Selected excerpt
▬▬▬

Hearing that, little Tatiana put her head on her nurses shoulder and wept bitterly. Miss Eagar was flummoxed. "You have seen me get my money every month," she tried to figure out what was actually wrong. But Grand Duchess Tatiana stated: "I always thought it was a gift to you!" A long explanation followed where Tatiana was told it was necessary the governess was paid, as she had no money of her own and her way of earning her living and money was to look after the children.

The next morning Miss Eagar awoke and Tatiana was standing by her bed. "May I get into your bed?" the child pleaded. And as she cuddled down in the arms of the governess she exclaimed: "Anyway, you don't get paid for this."
 
LOL! How true!

___________________________________________________________________________________

This is a telling anecdote from so much later told by Lili Dehn in her book "The Real Tsaritsa" :This was the when Lili Dehn was ordered to leave the family while she was staying with them at Alexander Palace in 1917.

"Zanoty had packed my suitcase, and the Empress now sent her to fetch a sacred medal, which she hung round my neck, blessing me as she did so. At the last moment, Tatiana ran out of the room, and returned with a little leather case containing portraits of the Emperor and Empress which had stood on her special table ever since she was a tiny child.

"Lili," she cried, "if Kerensky is going to take you away from us, you shall at least have Papa and Mama to console you". We walked slowly towards the head of the great staircase…the moment for saying farewell had arrived…I tried to be brave… the silence was unbroken save by Tatiana’s stifled sobbing. Olga and the Empress were quite calm, but Tatiana, who has been described by most contemporary historians as proud and reserved, made no secret of her grief."
 
Sometimes those famous for their reserve show us their manner stems not from a lack of feeling...but from an abundance.

Tatiana Nikolaevna cared deeply about how things went for her family and her county. I sometimes think she was the most sensitive of the Tsar children .

 and now some letters by Tatiana Nikolaevna in captivity
_________________________________________________________
From Tatiana Nikolaevna to ZS Tolstoya

Tsarskoe Selo, 23 June 1917

Dearest ZS,

I am terrible ashamed that I still have not thanked you for your letter on the 29th of May and the lovely embroidered bags. I took the bluish one with multicolored flowers, Olga-blue with yellow roses, Anastasia- pink, and Maria- all yellow. They are very useful and those always remind us of you. Mom always takes her bag to the garden with a book or something else.

▬▬▬

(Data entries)
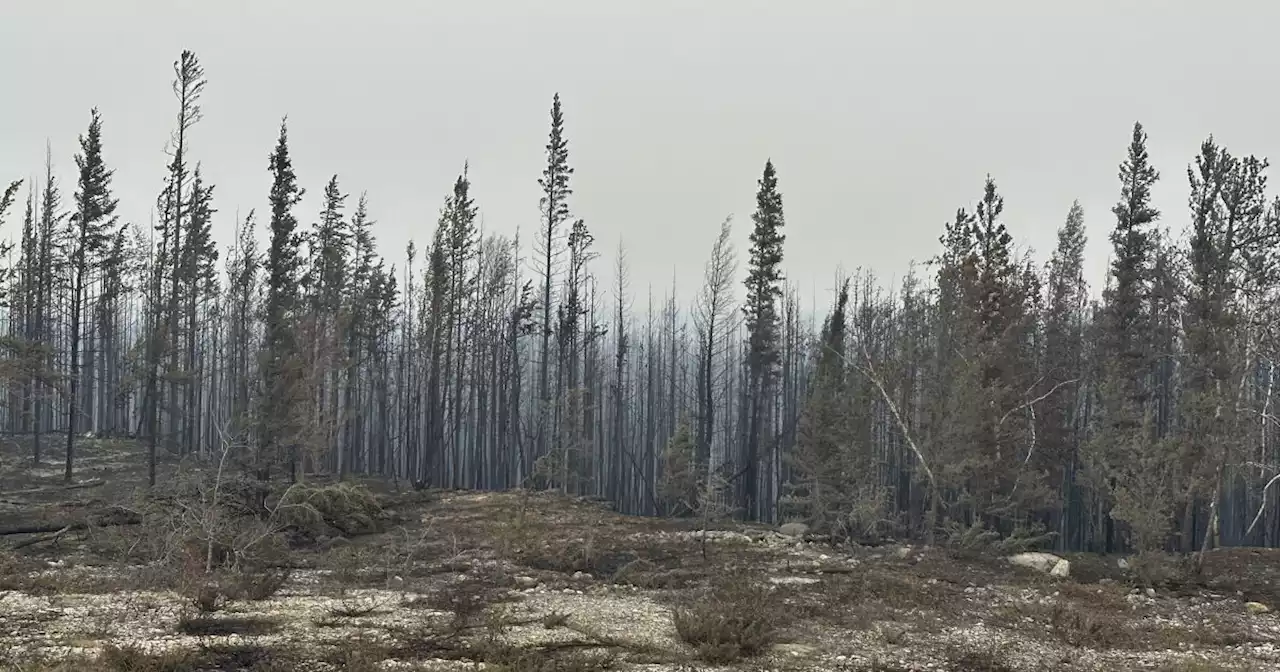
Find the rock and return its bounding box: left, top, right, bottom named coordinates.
left=769, top=576, right=818, bottom=586
left=1007, top=552, right=1071, bottom=576
left=778, top=522, right=809, bottom=536
left=773, top=644, right=818, bottom=658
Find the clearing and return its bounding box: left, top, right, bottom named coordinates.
left=0, top=439, right=1280, bottom=672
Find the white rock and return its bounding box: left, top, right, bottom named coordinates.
left=778, top=522, right=809, bottom=536
left=1007, top=552, right=1070, bottom=573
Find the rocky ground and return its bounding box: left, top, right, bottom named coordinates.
left=0, top=442, right=1280, bottom=672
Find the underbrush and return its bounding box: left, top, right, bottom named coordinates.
left=671, top=576, right=781, bottom=664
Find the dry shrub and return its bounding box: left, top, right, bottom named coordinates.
left=1050, top=602, right=1124, bottom=649
left=1128, top=552, right=1197, bottom=589
left=426, top=575, right=511, bottom=630
left=671, top=576, right=781, bottom=664
left=1156, top=658, right=1239, bottom=672
left=481, top=644, right=617, bottom=672
left=177, top=614, right=280, bottom=637
left=228, top=567, right=293, bottom=602
left=95, top=644, right=200, bottom=672
left=946, top=646, right=1016, bottom=672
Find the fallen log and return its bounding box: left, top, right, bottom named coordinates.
left=10, top=525, right=72, bottom=550
left=5, top=479, right=106, bottom=497
left=0, top=509, right=142, bottom=536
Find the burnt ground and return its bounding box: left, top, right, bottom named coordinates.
left=0, top=439, right=1280, bottom=672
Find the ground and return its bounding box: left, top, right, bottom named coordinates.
left=0, top=439, right=1280, bottom=672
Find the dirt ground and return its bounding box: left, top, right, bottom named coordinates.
left=0, top=439, right=1280, bottom=672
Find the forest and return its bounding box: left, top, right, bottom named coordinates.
left=0, top=51, right=1280, bottom=553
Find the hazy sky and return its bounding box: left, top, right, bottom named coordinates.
left=0, top=0, right=1280, bottom=308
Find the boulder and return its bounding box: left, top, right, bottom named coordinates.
left=778, top=522, right=809, bottom=536
left=1009, top=552, right=1071, bottom=577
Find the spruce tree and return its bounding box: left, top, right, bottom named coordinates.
left=1038, top=202, right=1088, bottom=548
left=257, top=119, right=305, bottom=481
left=63, top=108, right=118, bottom=483
left=536, top=93, right=573, bottom=456
left=1087, top=123, right=1172, bottom=552
left=739, top=160, right=786, bottom=518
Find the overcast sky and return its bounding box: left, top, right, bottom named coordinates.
left=0, top=0, right=1280, bottom=308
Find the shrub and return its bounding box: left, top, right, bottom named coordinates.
left=672, top=577, right=778, bottom=664
left=178, top=614, right=279, bottom=637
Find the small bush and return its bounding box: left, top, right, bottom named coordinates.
left=947, top=648, right=1015, bottom=672
left=178, top=616, right=279, bottom=637
left=543, top=612, right=568, bottom=630
left=96, top=644, right=198, bottom=672
left=183, top=581, right=227, bottom=613
left=279, top=483, right=387, bottom=541
left=672, top=577, right=778, bottom=664
left=229, top=567, right=293, bottom=602
left=481, top=644, right=617, bottom=672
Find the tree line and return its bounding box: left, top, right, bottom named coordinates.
left=0, top=51, right=1280, bottom=552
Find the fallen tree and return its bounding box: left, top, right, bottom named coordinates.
left=0, top=507, right=142, bottom=536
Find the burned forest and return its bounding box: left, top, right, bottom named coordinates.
left=0, top=51, right=1280, bottom=672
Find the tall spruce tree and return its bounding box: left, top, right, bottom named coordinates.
left=536, top=93, right=573, bottom=456
left=1088, top=123, right=1172, bottom=550
left=63, top=108, right=119, bottom=483
left=256, top=119, right=305, bottom=481
left=739, top=159, right=786, bottom=518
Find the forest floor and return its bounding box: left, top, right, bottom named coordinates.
left=0, top=440, right=1280, bottom=672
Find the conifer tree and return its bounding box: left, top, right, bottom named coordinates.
left=739, top=160, right=786, bottom=518
left=536, top=93, right=573, bottom=456
left=257, top=119, right=305, bottom=481
left=63, top=108, right=118, bottom=483
left=1087, top=123, right=1172, bottom=550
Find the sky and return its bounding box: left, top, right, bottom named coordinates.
left=0, top=0, right=1280, bottom=310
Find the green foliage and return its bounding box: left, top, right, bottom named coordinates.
left=672, top=576, right=780, bottom=664
left=658, top=417, right=699, bottom=516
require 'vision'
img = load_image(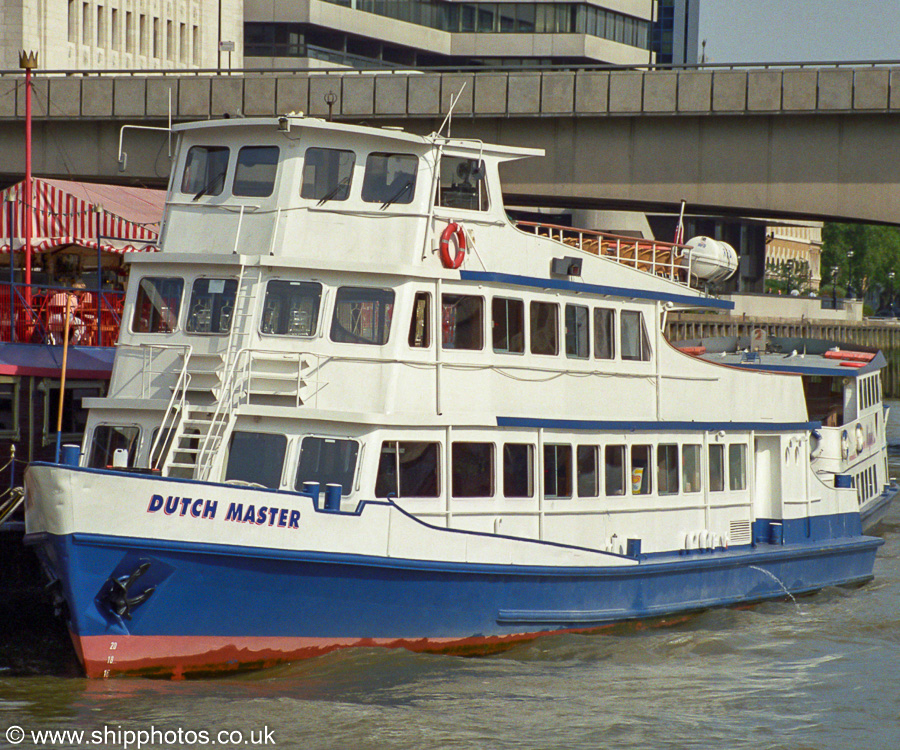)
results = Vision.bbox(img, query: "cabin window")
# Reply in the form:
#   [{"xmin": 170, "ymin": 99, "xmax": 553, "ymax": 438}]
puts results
[
  {"xmin": 622, "ymin": 310, "xmax": 650, "ymax": 362},
  {"xmin": 531, "ymin": 302, "xmax": 559, "ymax": 354},
  {"xmin": 566, "ymin": 305, "xmax": 591, "ymax": 359},
  {"xmin": 437, "ymin": 156, "xmax": 488, "ymax": 211},
  {"xmin": 728, "ymin": 443, "xmax": 747, "ymax": 490},
  {"xmin": 87, "ymin": 425, "xmax": 141, "ymax": 469},
  {"xmin": 225, "ymin": 432, "xmax": 287, "ymax": 489},
  {"xmin": 131, "ymin": 276, "xmax": 184, "ymax": 333},
  {"xmin": 260, "ymin": 281, "xmax": 322, "ymax": 336},
  {"xmin": 656, "ymin": 444, "xmax": 678, "ymax": 495},
  {"xmin": 594, "ymin": 307, "xmax": 616, "ymax": 359},
  {"xmin": 186, "ymin": 279, "xmax": 237, "ymax": 333},
  {"xmin": 362, "ymin": 154, "xmax": 419, "ymax": 208},
  {"xmin": 409, "ymin": 292, "xmax": 431, "ymax": 349},
  {"xmin": 375, "ymin": 440, "xmax": 440, "ymax": 497},
  {"xmin": 503, "ymin": 443, "xmax": 534, "ymax": 497},
  {"xmin": 491, "ymin": 297, "xmax": 525, "ymax": 354},
  {"xmin": 0, "ymin": 380, "xmax": 19, "ymax": 440},
  {"xmin": 604, "ymin": 445, "xmax": 625, "ymax": 496},
  {"xmin": 451, "ymin": 443, "xmax": 494, "ymax": 497},
  {"xmin": 181, "ymin": 146, "xmax": 229, "ymax": 200},
  {"xmin": 331, "ymin": 286, "xmax": 394, "ymax": 346},
  {"xmin": 681, "ymin": 445, "xmax": 702, "ymax": 492},
  {"xmin": 709, "ymin": 445, "xmax": 725, "ymax": 492},
  {"xmin": 631, "ymin": 445, "xmax": 652, "ymax": 495},
  {"xmin": 300, "ymin": 148, "xmax": 356, "ymax": 205},
  {"xmin": 441, "ymin": 294, "xmax": 484, "ymax": 349},
  {"xmin": 575, "ymin": 445, "xmax": 600, "ymax": 497},
  {"xmin": 544, "ymin": 445, "xmax": 572, "ymax": 497},
  {"xmin": 231, "ymin": 146, "xmax": 278, "ymax": 198},
  {"xmin": 294, "ymin": 437, "xmax": 359, "ymax": 495}
]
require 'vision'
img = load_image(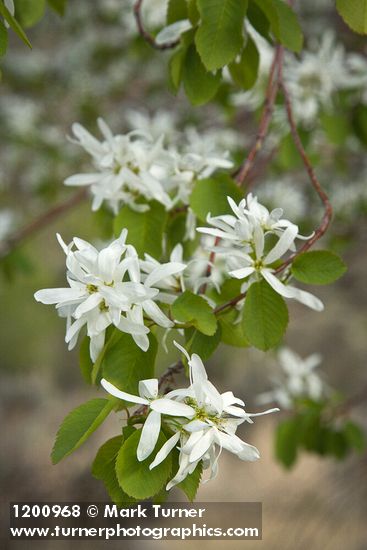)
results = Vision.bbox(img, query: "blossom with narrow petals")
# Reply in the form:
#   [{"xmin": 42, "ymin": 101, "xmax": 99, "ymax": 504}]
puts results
[{"xmin": 101, "ymin": 378, "xmax": 195, "ymax": 461}]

▬▬▬

Assigned task 1
In the text about Tatiana Nikolaevna, list each embroidered bag described in the letter of 23 June 1917, along with the person who took it.
Assigned task 2
Copy the passage of the text about Tatiana Nikolaevna from "This is a telling" up to and including "Palace in 1917.".

Exercise output 1
- The bluish one with multicolored flowers: the letter writer, Tatiana Nikolaevna
- Blue with yellow roses: Olga
- Pink: Anastasia
- All yellow: Maria

Exercise output 2
This is a telling anecdote from so much later told by Lili Dehn in her book "The Real Tsaritsa" :This was the when Lili Dehn was ordered to leave the family while she was staying with them at Alexander Palace in 1917.